Gather each line below that contains the string "shovel". Case matters.

→ **Provided data**
>> START
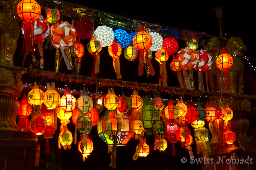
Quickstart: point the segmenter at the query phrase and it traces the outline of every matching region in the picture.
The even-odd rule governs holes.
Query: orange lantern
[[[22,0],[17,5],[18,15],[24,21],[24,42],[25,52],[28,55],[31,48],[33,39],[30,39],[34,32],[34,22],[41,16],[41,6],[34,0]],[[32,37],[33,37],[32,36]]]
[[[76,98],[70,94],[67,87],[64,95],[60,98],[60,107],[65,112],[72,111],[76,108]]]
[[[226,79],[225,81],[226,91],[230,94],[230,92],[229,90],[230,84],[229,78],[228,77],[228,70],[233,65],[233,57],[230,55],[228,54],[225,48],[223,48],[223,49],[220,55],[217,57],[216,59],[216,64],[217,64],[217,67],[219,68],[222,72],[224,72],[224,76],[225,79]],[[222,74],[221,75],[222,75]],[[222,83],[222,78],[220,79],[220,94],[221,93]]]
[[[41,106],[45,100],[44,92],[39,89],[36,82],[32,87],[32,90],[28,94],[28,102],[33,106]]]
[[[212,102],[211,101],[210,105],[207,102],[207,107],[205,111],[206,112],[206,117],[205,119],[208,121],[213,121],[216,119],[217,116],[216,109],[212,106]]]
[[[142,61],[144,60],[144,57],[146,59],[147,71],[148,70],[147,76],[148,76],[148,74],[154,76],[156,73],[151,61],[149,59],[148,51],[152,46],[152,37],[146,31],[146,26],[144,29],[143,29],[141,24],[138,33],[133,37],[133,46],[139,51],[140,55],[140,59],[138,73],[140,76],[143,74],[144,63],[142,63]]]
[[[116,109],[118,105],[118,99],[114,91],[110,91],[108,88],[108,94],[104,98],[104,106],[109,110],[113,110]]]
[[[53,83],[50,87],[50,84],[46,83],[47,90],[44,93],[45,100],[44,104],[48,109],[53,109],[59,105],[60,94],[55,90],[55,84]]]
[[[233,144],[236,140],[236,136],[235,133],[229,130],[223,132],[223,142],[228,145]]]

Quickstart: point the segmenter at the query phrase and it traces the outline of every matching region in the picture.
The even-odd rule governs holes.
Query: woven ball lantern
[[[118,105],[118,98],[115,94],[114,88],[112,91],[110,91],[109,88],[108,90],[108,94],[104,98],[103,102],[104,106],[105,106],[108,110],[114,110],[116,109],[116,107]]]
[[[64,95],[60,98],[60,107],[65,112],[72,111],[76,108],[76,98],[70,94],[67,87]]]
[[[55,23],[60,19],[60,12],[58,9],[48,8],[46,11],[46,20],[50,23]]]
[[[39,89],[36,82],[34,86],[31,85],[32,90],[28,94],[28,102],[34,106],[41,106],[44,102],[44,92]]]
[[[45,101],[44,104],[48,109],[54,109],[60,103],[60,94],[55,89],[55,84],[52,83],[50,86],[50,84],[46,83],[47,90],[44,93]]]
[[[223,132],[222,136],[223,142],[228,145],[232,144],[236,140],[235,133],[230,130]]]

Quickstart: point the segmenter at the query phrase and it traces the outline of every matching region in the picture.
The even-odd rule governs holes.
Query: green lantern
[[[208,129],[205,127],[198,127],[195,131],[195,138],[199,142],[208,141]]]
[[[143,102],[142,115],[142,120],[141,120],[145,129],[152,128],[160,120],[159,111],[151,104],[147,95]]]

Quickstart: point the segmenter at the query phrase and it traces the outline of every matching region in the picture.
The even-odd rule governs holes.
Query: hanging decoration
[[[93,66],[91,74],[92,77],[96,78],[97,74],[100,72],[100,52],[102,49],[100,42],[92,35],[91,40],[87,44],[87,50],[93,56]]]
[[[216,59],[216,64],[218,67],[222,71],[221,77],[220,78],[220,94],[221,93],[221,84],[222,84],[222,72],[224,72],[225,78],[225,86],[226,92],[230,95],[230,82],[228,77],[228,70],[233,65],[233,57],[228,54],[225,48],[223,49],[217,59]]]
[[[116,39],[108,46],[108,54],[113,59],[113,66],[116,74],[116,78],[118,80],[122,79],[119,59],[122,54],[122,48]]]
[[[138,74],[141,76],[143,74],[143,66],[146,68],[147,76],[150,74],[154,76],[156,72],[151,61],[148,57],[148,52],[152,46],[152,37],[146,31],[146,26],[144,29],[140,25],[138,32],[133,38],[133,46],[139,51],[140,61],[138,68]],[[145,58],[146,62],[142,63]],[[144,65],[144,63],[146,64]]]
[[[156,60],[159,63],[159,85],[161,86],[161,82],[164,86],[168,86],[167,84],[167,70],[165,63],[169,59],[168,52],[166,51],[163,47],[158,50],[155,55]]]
>> END
>> START
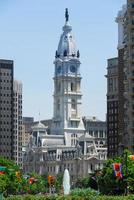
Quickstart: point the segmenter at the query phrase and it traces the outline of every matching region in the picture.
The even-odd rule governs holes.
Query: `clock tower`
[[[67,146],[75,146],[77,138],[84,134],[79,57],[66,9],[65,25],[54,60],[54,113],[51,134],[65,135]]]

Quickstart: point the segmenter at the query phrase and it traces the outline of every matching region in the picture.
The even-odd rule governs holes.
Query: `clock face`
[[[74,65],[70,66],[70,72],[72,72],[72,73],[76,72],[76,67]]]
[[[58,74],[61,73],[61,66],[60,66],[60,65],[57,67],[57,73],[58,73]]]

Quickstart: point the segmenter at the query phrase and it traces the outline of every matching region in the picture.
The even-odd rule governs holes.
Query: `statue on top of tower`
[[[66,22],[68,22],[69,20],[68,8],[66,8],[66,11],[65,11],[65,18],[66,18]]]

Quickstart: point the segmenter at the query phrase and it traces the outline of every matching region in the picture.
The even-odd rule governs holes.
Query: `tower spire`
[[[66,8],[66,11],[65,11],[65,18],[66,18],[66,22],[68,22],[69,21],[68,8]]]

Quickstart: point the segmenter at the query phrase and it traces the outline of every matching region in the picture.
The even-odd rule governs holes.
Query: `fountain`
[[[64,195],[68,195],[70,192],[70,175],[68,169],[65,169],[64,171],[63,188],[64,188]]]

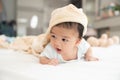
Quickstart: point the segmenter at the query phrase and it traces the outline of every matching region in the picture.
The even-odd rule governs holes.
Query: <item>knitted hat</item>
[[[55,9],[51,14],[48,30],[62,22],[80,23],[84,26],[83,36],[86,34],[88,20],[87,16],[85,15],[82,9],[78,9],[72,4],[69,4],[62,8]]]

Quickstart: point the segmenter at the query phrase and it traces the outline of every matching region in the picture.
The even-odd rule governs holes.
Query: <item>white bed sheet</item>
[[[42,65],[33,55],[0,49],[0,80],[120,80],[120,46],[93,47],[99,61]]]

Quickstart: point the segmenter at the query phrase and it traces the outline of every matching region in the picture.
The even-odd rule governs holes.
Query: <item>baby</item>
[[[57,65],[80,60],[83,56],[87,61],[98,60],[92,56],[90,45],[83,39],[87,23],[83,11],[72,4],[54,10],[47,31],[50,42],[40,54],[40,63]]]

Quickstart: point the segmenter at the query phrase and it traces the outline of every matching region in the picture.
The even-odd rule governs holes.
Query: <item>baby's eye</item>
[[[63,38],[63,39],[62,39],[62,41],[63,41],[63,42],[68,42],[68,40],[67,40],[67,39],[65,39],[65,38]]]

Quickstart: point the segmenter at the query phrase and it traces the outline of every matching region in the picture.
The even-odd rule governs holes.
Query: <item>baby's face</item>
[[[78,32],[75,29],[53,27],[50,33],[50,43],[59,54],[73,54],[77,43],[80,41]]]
>> END
>> START
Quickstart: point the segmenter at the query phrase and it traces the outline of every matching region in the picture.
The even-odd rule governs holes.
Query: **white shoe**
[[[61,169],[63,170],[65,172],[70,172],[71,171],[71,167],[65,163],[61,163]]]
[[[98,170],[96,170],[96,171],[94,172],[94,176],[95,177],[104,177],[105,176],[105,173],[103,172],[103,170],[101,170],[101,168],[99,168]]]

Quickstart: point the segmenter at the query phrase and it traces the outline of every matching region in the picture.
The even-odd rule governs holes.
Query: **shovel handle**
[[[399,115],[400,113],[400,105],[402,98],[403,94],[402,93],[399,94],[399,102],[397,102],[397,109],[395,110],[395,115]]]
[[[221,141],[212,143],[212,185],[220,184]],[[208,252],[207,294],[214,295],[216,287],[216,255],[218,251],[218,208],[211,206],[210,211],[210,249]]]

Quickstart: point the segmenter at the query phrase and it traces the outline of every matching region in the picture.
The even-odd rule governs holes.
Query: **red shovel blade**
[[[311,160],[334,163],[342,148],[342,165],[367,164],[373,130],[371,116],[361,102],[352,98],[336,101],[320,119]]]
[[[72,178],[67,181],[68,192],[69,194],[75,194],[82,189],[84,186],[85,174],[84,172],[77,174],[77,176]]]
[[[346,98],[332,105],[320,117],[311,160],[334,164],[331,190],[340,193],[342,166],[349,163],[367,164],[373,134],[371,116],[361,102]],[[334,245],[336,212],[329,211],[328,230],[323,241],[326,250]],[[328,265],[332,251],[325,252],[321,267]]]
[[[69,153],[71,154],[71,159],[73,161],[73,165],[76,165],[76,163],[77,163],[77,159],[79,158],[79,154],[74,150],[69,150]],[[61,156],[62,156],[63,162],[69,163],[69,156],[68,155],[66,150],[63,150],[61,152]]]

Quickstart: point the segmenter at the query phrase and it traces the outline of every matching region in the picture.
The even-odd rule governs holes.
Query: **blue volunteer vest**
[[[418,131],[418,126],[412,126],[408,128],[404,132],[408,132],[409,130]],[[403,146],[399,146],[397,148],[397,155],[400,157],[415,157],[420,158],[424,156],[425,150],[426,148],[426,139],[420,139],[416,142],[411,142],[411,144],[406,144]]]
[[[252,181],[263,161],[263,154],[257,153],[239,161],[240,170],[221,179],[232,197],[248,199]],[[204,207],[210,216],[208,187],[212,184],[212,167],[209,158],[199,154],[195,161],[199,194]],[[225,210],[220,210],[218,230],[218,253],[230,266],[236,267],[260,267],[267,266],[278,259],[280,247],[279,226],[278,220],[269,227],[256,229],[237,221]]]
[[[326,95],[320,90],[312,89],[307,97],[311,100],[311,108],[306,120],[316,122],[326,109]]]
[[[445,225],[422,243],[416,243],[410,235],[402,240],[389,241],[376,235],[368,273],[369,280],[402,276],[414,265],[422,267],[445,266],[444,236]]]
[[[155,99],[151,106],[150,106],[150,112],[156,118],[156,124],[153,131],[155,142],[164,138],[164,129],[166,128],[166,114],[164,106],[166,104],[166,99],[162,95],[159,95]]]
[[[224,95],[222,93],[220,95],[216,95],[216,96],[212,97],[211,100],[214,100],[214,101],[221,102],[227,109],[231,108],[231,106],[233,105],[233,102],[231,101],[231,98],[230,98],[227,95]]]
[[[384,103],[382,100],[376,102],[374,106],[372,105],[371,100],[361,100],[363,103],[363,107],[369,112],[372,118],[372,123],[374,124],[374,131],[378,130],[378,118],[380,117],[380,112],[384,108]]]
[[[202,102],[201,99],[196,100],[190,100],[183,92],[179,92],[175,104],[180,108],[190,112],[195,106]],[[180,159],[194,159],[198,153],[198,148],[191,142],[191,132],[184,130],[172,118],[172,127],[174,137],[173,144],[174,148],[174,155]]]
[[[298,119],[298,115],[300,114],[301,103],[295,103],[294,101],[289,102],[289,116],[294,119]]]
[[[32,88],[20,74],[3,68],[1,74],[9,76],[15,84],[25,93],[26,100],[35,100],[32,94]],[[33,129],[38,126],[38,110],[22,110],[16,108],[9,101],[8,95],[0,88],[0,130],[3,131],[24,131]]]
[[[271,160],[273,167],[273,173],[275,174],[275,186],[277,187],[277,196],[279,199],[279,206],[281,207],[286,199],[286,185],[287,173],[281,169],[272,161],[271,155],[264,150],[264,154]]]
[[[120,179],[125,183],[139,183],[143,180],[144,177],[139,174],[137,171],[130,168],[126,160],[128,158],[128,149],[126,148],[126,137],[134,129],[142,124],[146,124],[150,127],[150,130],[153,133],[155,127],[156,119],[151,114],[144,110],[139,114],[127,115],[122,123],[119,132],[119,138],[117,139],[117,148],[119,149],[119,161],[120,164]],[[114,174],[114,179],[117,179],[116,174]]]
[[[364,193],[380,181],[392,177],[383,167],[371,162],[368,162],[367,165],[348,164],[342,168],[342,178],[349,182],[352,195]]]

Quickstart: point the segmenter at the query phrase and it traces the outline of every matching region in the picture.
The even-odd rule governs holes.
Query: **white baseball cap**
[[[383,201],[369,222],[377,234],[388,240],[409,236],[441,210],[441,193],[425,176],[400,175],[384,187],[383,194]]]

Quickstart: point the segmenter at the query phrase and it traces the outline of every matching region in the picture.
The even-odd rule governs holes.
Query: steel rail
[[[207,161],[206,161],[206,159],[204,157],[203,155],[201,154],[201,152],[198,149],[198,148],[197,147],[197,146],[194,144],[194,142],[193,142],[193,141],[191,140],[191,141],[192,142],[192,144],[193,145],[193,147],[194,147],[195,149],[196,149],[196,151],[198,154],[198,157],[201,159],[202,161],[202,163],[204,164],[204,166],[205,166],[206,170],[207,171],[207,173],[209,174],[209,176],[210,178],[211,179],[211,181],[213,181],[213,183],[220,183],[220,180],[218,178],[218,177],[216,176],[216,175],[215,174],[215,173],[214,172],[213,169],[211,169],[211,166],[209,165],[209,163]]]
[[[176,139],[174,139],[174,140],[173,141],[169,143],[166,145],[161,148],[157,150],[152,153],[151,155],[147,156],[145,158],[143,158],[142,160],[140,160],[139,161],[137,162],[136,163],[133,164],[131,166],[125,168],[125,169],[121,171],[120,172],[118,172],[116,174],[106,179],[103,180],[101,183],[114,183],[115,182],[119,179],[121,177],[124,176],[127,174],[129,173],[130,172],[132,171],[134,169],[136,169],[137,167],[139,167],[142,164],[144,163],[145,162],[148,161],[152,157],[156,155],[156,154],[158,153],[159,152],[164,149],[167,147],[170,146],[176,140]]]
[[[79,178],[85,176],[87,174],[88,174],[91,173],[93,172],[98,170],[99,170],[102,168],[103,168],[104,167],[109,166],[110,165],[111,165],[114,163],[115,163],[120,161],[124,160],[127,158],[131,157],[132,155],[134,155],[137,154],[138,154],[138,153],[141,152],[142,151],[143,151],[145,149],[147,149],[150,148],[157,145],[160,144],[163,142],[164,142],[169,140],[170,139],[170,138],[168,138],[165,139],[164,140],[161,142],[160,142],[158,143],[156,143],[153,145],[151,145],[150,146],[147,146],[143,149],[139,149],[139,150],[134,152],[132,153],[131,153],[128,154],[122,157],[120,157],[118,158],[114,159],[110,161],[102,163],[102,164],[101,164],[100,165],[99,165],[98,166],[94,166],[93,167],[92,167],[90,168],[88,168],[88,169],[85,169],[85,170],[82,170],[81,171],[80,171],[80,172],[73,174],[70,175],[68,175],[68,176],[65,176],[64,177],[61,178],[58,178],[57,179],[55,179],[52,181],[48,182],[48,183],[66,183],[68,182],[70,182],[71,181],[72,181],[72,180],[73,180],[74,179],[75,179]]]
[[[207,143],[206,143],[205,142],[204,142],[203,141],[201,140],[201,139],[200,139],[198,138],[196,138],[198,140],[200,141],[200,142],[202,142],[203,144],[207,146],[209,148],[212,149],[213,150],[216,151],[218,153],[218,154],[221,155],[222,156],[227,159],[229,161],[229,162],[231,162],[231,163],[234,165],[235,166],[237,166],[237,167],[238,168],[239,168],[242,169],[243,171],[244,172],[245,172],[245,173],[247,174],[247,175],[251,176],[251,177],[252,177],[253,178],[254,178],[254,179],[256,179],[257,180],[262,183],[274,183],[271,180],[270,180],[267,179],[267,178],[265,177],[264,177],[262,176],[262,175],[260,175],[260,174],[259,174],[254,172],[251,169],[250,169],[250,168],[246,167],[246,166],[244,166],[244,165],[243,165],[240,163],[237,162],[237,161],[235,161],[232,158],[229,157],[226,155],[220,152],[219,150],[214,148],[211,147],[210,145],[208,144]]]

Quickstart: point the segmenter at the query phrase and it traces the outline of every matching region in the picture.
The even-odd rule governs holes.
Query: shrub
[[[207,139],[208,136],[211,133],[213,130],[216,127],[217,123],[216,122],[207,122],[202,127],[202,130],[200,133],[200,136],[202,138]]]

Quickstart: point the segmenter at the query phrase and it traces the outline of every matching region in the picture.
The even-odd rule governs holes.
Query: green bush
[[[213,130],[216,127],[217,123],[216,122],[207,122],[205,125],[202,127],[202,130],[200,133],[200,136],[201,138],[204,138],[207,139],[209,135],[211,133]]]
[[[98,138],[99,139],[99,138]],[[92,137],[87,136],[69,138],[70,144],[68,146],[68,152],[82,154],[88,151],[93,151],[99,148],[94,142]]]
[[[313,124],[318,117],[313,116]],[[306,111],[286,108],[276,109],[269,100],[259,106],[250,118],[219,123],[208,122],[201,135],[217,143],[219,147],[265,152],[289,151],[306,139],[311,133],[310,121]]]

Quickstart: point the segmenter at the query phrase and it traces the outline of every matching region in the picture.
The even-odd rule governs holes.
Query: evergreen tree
>> END
→ **Task output**
Query: **shovel handle**
Query: **red shovel blade**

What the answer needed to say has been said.